- [Task prompt] Can you return, unchanged, the lines from the one that contains "the snow-covered roof" to the last line, with the pictures left out?

· · ·

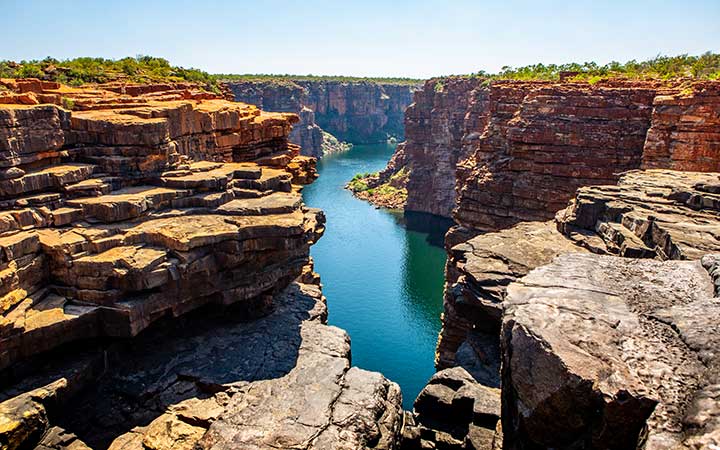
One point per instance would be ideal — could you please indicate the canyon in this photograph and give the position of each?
(332, 112)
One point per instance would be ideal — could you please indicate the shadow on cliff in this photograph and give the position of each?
(181, 358)
(432, 226)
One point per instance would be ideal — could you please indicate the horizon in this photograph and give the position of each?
(322, 38)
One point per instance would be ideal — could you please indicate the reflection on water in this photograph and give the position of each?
(382, 272)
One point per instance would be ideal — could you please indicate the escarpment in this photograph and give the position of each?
(358, 112)
(157, 290)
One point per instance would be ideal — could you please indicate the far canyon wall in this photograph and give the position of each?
(507, 151)
(358, 112)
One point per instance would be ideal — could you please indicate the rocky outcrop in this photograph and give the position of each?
(454, 411)
(495, 277)
(648, 214)
(359, 112)
(284, 97)
(684, 130)
(124, 213)
(477, 274)
(503, 157)
(609, 352)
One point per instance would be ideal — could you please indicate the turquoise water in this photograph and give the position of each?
(382, 272)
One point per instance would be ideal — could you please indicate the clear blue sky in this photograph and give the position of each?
(365, 38)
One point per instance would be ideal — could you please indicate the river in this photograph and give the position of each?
(382, 272)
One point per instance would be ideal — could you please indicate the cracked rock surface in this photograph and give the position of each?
(606, 352)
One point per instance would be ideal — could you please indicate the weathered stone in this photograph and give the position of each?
(654, 213)
(590, 357)
(478, 273)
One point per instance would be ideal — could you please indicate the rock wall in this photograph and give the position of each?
(502, 152)
(284, 97)
(172, 217)
(503, 159)
(359, 112)
(536, 300)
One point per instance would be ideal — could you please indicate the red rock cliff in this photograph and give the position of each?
(130, 206)
(359, 112)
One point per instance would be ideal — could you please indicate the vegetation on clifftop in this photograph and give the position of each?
(390, 193)
(293, 78)
(79, 71)
(705, 66)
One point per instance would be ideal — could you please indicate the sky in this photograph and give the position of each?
(419, 39)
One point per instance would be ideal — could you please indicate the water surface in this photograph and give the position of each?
(382, 272)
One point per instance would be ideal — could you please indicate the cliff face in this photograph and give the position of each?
(355, 112)
(120, 214)
(508, 151)
(284, 97)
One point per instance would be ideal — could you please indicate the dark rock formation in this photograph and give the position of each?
(657, 214)
(454, 412)
(477, 274)
(649, 214)
(359, 112)
(608, 352)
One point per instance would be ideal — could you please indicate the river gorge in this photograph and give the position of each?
(382, 272)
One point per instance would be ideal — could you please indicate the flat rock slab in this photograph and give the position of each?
(275, 203)
(282, 381)
(652, 213)
(479, 271)
(597, 348)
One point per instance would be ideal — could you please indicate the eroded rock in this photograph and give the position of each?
(593, 354)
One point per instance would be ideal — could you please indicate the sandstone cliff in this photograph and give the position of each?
(125, 209)
(502, 152)
(359, 112)
(504, 158)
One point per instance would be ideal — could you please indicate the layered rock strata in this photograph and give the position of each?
(653, 214)
(121, 213)
(501, 152)
(359, 112)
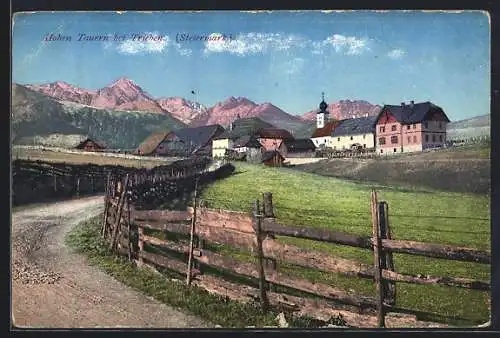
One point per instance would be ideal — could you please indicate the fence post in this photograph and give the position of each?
(118, 215)
(268, 204)
(191, 243)
(106, 206)
(129, 235)
(260, 256)
(387, 261)
(269, 213)
(376, 260)
(77, 184)
(55, 182)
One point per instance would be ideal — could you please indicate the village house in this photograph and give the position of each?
(272, 158)
(354, 134)
(181, 143)
(198, 140)
(297, 148)
(237, 129)
(90, 145)
(247, 143)
(322, 136)
(410, 127)
(163, 143)
(272, 138)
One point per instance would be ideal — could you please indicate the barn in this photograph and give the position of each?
(297, 148)
(272, 158)
(90, 145)
(271, 138)
(162, 143)
(198, 140)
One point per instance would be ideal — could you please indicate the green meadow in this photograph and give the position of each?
(417, 214)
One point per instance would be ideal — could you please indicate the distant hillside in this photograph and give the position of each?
(37, 115)
(346, 109)
(227, 111)
(477, 126)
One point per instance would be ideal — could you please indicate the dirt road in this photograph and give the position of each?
(53, 287)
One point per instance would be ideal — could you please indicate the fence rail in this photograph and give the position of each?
(255, 234)
(35, 179)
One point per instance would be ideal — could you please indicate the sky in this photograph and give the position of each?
(287, 58)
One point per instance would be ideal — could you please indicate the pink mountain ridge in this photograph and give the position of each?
(125, 94)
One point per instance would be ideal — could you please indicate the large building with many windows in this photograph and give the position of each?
(410, 127)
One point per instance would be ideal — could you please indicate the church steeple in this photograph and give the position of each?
(322, 114)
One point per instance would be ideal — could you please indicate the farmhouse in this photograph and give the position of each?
(237, 129)
(272, 158)
(410, 127)
(322, 136)
(90, 145)
(297, 148)
(272, 138)
(358, 133)
(245, 143)
(198, 140)
(162, 143)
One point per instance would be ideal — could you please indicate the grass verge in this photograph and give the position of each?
(417, 214)
(85, 239)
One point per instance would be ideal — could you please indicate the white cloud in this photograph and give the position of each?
(294, 66)
(183, 51)
(349, 45)
(131, 46)
(254, 43)
(396, 54)
(43, 44)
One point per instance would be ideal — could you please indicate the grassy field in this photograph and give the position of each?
(460, 169)
(85, 239)
(419, 214)
(84, 158)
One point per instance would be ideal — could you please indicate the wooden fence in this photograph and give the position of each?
(34, 180)
(136, 234)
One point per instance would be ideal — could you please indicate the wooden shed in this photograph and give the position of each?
(90, 145)
(272, 158)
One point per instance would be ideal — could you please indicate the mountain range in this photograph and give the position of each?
(38, 117)
(122, 114)
(125, 95)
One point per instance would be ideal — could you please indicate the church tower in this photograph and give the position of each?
(322, 115)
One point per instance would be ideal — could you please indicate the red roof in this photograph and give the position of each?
(326, 130)
(273, 133)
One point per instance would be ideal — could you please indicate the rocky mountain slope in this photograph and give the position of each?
(37, 115)
(125, 95)
(346, 109)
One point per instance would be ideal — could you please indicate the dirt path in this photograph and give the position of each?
(53, 287)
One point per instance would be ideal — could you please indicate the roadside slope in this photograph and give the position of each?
(54, 287)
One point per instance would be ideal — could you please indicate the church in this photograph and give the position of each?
(322, 136)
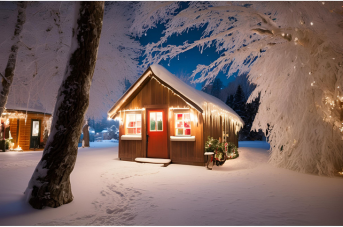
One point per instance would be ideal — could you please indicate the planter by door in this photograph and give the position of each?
(35, 134)
(157, 134)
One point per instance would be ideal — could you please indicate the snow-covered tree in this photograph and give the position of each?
(8, 74)
(293, 52)
(50, 182)
(43, 54)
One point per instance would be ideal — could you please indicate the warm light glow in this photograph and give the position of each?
(18, 148)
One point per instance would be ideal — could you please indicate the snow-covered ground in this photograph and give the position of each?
(244, 191)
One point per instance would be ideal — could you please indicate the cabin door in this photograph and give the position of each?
(157, 134)
(35, 134)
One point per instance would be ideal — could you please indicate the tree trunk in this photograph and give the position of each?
(50, 182)
(85, 131)
(12, 59)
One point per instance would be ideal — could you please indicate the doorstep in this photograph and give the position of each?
(163, 161)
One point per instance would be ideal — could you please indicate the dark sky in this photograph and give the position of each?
(186, 62)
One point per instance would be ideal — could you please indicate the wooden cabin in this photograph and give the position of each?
(163, 117)
(26, 128)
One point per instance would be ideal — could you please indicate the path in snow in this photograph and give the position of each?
(245, 191)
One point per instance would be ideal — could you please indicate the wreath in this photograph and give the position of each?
(222, 151)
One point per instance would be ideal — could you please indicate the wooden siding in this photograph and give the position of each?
(152, 95)
(155, 95)
(21, 135)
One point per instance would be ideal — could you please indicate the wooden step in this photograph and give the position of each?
(163, 161)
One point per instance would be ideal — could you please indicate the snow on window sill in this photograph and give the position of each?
(131, 137)
(182, 138)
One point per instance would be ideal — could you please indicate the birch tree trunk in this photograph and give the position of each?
(12, 59)
(50, 182)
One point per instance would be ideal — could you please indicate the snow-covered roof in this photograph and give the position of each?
(38, 109)
(199, 98)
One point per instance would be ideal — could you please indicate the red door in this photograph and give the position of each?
(157, 134)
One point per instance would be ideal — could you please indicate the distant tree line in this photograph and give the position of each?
(237, 101)
(247, 111)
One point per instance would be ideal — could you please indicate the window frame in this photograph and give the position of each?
(136, 127)
(183, 124)
(156, 122)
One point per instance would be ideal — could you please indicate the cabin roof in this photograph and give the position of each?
(195, 98)
(19, 108)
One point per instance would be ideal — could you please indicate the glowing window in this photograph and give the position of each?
(133, 123)
(182, 124)
(156, 121)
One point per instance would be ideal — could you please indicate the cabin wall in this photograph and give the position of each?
(21, 135)
(155, 95)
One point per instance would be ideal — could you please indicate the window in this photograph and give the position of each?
(133, 123)
(182, 124)
(156, 121)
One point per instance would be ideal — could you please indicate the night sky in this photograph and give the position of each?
(186, 62)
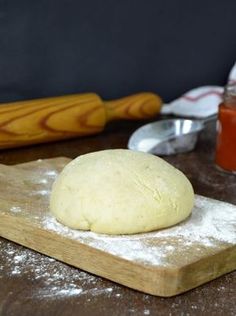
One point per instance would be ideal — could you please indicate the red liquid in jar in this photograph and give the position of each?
(226, 137)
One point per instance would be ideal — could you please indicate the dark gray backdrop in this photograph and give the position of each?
(115, 47)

· · ·

- [Solution for this exercise]
One point per instance would be ideal — could you please indicate the snow-covered roof in this photograph and give the position of each?
(38, 109)
(199, 98)
One point per instance would be ideal — could you please indicate the red door in this photograph and give the position of each?
(157, 134)
One point per instance would be ideal — could you please indicate the distant tree line in this photograph and give the position of each?
(237, 101)
(247, 111)
One point per instance would be ideal — could you please indicate the window frame in this photograph and give the position of each?
(136, 127)
(183, 124)
(156, 122)
One point per instance would be ideal — could you please indicate the cabin roof in this photograph and give the position of each?
(195, 98)
(19, 108)
One point per instance would be ideal — could you please indicate the glowing window in this photograph and give the position of each?
(133, 123)
(182, 124)
(156, 121)
One point per instance would be ideal — could you please indicate the cabin wall in this photograph and give the position of each?
(21, 135)
(155, 95)
One point per instance would be ideal — could you please indicate the window in this photograph and give the position of each?
(133, 123)
(182, 124)
(156, 121)
One point per instance would be ideal — could you please indicate the night sky in this photograph and give the position of each?
(186, 62)
One point per instance would be ideal — could you please indicate the red liquid in jar in this photograph and give the position of each?
(226, 137)
One point per instance would be ideal — could you please indicate the dark gray backdrop in this photograph and give the position of each?
(115, 47)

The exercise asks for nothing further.